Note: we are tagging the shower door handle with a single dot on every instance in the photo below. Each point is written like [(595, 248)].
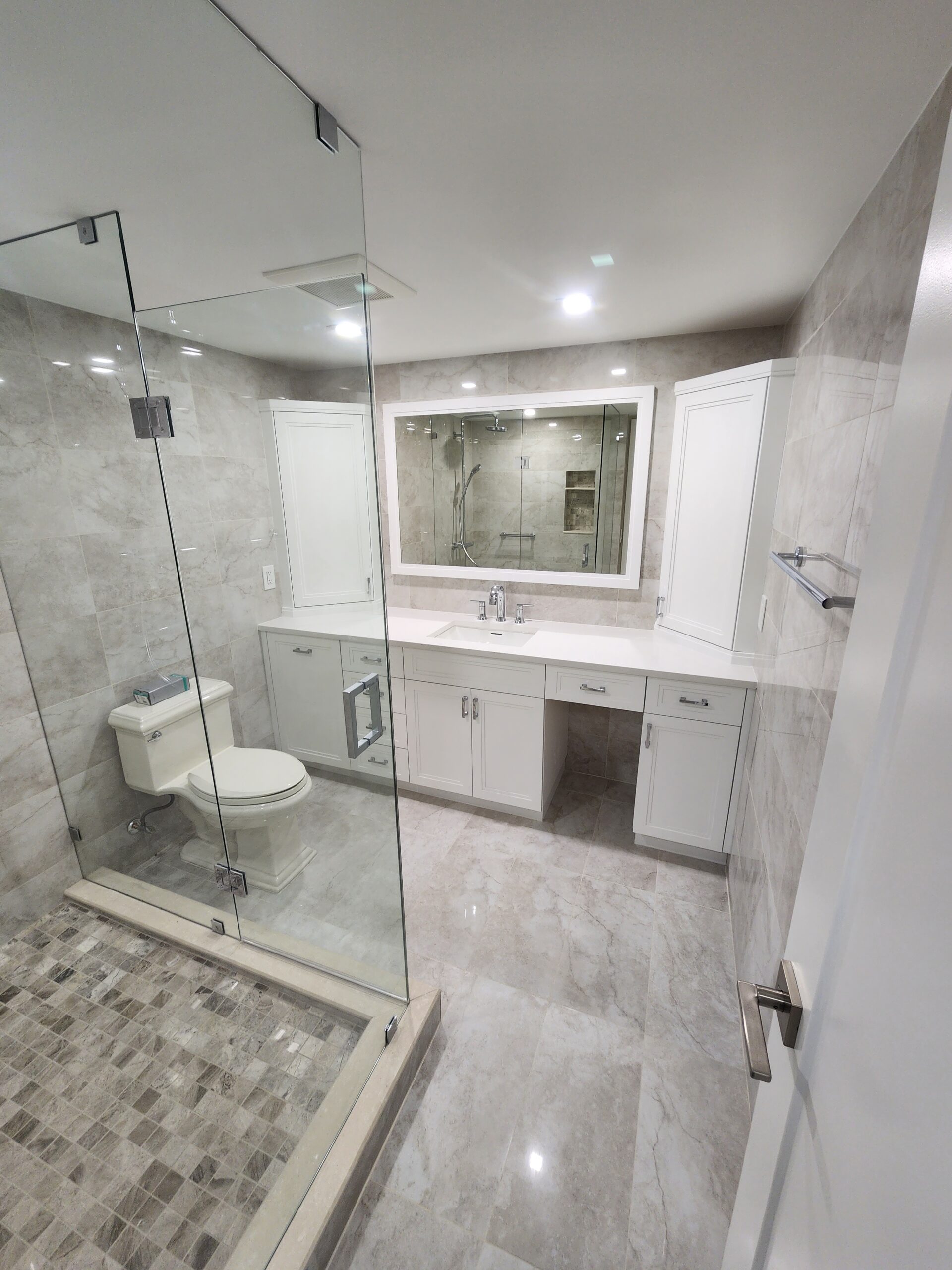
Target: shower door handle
[(356, 745)]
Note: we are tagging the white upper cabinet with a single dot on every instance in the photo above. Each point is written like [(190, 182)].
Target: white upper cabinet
[(319, 474), (729, 435)]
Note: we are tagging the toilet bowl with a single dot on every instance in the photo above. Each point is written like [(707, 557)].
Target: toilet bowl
[(258, 792)]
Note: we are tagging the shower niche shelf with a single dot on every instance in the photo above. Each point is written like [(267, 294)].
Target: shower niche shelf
[(579, 502)]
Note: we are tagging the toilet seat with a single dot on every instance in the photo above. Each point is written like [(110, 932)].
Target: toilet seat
[(246, 776)]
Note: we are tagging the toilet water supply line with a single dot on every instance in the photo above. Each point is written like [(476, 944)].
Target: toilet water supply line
[(137, 825)]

#####

> _Exercise description_
Format the data as a two-column CSV, covering the part that opens with the line containing "Note: we are tagging the toilet bowl" and closes at the end of the data. Use the header columns instruction and response, with one row for each text and its answer, each field in quotation marks and line breaks replaced by spaces.

> _Answer in full_
instruction,response
"Note: we are tagging the toilet bowl with a single dot on every instance in the photo above. Each point is written like [(707, 557)]. Target: toilet bowl","[(258, 792)]"
"Note: we are tagging the shower niche shelf with a single dot on every instance in the photo above. Each point is written like [(267, 294)]. Target: shower niche shelf","[(579, 502)]"
"Note: we are tagging the toilet seat with a single dot on every instance in the photo above. Each point is written like [(110, 932)]. Target: toilet seat","[(246, 776)]"
"Note: we are tagging the toilet water supply line with a single dot on every instance in the photo above. Each point is written like [(476, 944)]. Target: toilet water supply line","[(137, 825)]"